ARTÍCULO:

■ ■ ■ ■ ■ ■ ■

# Como funciona este pequeño amplificador VHF ?



## po210 (Jun 24, 2011)

Hola 
En :

http://electronics-diy.com/img/tx500_schematic.jpg

aparece una etapa amplificadora que no acabo de ver como funciona.De hecho,la he construido usándola con un oscilador distinto que el que aparece como primera etapa y no funciona.
Mi duda es  ¿Cómo puede estar el transistor Q2 en la región activa si su base no está polarizada?
Entonces,supongo que funcionará solamente cuando la tensión en su entrada sea de 0,7V o superior.si es así, ¿no producira esto una distorsión tremenda en la onda amplificada?
Mi oscilador (un Clapp) produce menos de 0,3Vpp a 100Mhz.¿conoceis algun otro amplificador así de simple pero que funcione en zona activa con esta tension de entrada?
Y ya que estamos...¿qué papel desempeñan L3 o L5 aqui?
Muchas gracias


----------



## gabriel77sur (Jun 27, 2011)

Hola como estas , Q2 trabaja en clase c al igual que Q3, L2 y L3 junto a c 12 y c13 conforman una red adaptadora de impedancia y l5 es un choque este sirve para que la rf generada por Q2 no se vaya a tierra y en Q3 volvemos a tener una red adaptadora de impedancias L8 y L7 junto con C17 y C18.
Saludos


----------



## po210 (Jun 27, 2011)

Muchas gracias Gabriel por la respuesta.
Si la inductancia L5 es para que no se vaya la radiofrecuencia ¿no sería mejor no ponerla?
La verdad es que no acabo de entenderlo.
Como ese amplificador no me convencía mucho,he montado este

http://www.mycal.net/old/projects/mpr/1schnew.gif

que segun dicen en 

http://www.mycal.net/old/projects/mpr/800mw.htm

es "ballet proof" (a prueba de balas) pero tampoco me acaba de funcionar porque en su segunda etapa tiene otro clase C,que tampoco funciona.
Claro,mi oscilador ataca la primera etapa con 0,1Vpp,el primer transistor lo "amplifica" a 0,4Vpp pero eso no llega a los 0,7 necesarios (ver foto,escala a 0,1V,onda de unos 90Mhz),comparando voltaje en base de primer transistor y tras primer filtro)) para excitar el segundo transistor en su zona activa durante una parte de la onda.Así que estoy en las mismas...

■ ■ ■ ■ ■ ■ ■

Registros del conjunto de datos:
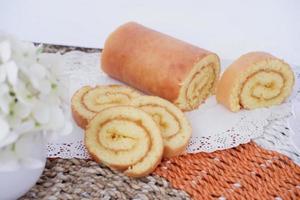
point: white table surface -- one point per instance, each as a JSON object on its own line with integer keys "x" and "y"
{"x": 229, "y": 28}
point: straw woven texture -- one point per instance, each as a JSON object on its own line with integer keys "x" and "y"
{"x": 245, "y": 172}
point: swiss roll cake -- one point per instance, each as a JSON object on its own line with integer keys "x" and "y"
{"x": 175, "y": 129}
{"x": 88, "y": 101}
{"x": 161, "y": 65}
{"x": 125, "y": 138}
{"x": 255, "y": 80}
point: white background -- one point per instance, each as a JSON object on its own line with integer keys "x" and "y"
{"x": 229, "y": 28}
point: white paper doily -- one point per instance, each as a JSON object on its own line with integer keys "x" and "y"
{"x": 214, "y": 127}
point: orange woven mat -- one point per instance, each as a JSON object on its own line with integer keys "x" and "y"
{"x": 245, "y": 172}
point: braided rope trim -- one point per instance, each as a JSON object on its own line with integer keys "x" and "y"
{"x": 245, "y": 172}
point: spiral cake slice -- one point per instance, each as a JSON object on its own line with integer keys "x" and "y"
{"x": 175, "y": 129}
{"x": 88, "y": 101}
{"x": 125, "y": 138}
{"x": 161, "y": 65}
{"x": 255, "y": 80}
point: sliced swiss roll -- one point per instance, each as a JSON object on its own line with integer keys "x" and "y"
{"x": 174, "y": 126}
{"x": 255, "y": 80}
{"x": 88, "y": 101}
{"x": 161, "y": 65}
{"x": 125, "y": 138}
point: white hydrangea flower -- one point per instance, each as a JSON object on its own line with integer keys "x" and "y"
{"x": 32, "y": 100}
{"x": 5, "y": 51}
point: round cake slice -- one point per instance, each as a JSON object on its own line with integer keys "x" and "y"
{"x": 88, "y": 101}
{"x": 255, "y": 80}
{"x": 174, "y": 126}
{"x": 125, "y": 138}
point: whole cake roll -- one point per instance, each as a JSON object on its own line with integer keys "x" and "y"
{"x": 161, "y": 65}
{"x": 88, "y": 101}
{"x": 125, "y": 138}
{"x": 174, "y": 126}
{"x": 255, "y": 80}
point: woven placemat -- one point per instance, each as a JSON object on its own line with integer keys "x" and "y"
{"x": 245, "y": 172}
{"x": 85, "y": 179}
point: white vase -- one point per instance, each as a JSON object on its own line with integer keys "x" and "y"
{"x": 15, "y": 183}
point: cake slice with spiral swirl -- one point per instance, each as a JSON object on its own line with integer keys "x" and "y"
{"x": 88, "y": 101}
{"x": 125, "y": 138}
{"x": 174, "y": 126}
{"x": 255, "y": 80}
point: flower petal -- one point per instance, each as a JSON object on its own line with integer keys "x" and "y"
{"x": 4, "y": 127}
{"x": 41, "y": 113}
{"x": 5, "y": 51}
{"x": 12, "y": 72}
{"x": 21, "y": 110}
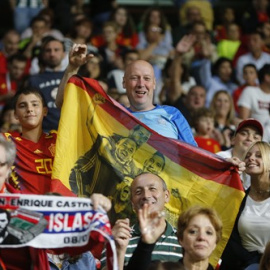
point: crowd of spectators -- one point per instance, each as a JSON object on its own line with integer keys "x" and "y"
{"x": 215, "y": 71}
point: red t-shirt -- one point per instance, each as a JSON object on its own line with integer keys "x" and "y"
{"x": 33, "y": 164}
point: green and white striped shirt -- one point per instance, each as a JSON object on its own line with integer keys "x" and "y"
{"x": 167, "y": 248}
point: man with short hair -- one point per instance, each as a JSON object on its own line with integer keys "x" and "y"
{"x": 247, "y": 132}
{"x": 52, "y": 54}
{"x": 147, "y": 188}
{"x": 255, "y": 55}
{"x": 139, "y": 82}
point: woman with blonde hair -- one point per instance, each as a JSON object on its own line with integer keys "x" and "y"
{"x": 251, "y": 230}
{"x": 199, "y": 229}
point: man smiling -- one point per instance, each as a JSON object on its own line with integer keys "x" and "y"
{"x": 139, "y": 82}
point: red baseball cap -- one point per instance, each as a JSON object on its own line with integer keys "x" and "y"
{"x": 250, "y": 122}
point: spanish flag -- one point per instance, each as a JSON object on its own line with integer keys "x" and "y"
{"x": 101, "y": 147}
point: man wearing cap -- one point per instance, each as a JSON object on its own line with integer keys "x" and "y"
{"x": 247, "y": 132}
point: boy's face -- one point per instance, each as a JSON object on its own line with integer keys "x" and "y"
{"x": 250, "y": 75}
{"x": 205, "y": 125}
{"x": 29, "y": 111}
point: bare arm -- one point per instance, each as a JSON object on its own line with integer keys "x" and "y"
{"x": 101, "y": 200}
{"x": 77, "y": 57}
{"x": 175, "y": 87}
{"x": 122, "y": 233}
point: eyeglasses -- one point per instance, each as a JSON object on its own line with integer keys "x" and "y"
{"x": 2, "y": 164}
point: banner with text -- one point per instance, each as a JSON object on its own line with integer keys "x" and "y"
{"x": 61, "y": 224}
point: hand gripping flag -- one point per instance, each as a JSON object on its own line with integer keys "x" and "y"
{"x": 101, "y": 147}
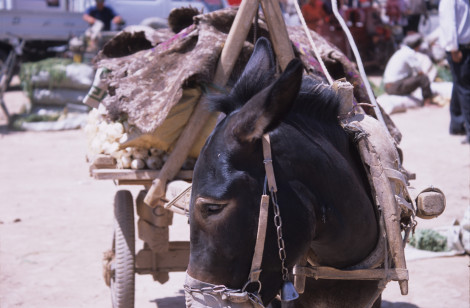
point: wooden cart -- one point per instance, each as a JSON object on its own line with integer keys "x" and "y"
{"x": 158, "y": 256}
{"x": 167, "y": 191}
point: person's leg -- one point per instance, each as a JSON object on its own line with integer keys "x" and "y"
{"x": 456, "y": 126}
{"x": 408, "y": 85}
{"x": 463, "y": 90}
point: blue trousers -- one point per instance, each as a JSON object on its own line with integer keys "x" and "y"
{"x": 460, "y": 100}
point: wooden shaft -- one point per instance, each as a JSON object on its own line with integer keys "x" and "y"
{"x": 391, "y": 215}
{"x": 236, "y": 37}
{"x": 277, "y": 32}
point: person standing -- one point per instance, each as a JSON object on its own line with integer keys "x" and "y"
{"x": 454, "y": 20}
{"x": 314, "y": 15}
{"x": 104, "y": 13}
{"x": 403, "y": 73}
{"x": 414, "y": 10}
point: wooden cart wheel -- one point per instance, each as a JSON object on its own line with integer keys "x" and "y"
{"x": 123, "y": 277}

■ ■ ■ ■ ■ ■ ■

CONSIGNAS DEL EJERCICIO:
• 1. Enumera los componentes que, según gabriel77sur en el hilo sobre el amplificador VHF, forman redes adaptadoras de impedancia.
• 2. Traduce al inglés esta oración del hilo sobre el amplificador VHF: «Si la inductancia L5 es para que no se vaya la radiofrecuencia ¿no sería mejor no ponerla?»
Los registros no intervienen en este ejercicio.

RESPUESTAS REDACTADAS:
• 1. L2, L3, C12, C13, L8, L7, C17 y C18

• 2. If inductor L5 is there so that the radio frequency doesn't escape, wouldn't it be better to leave it out?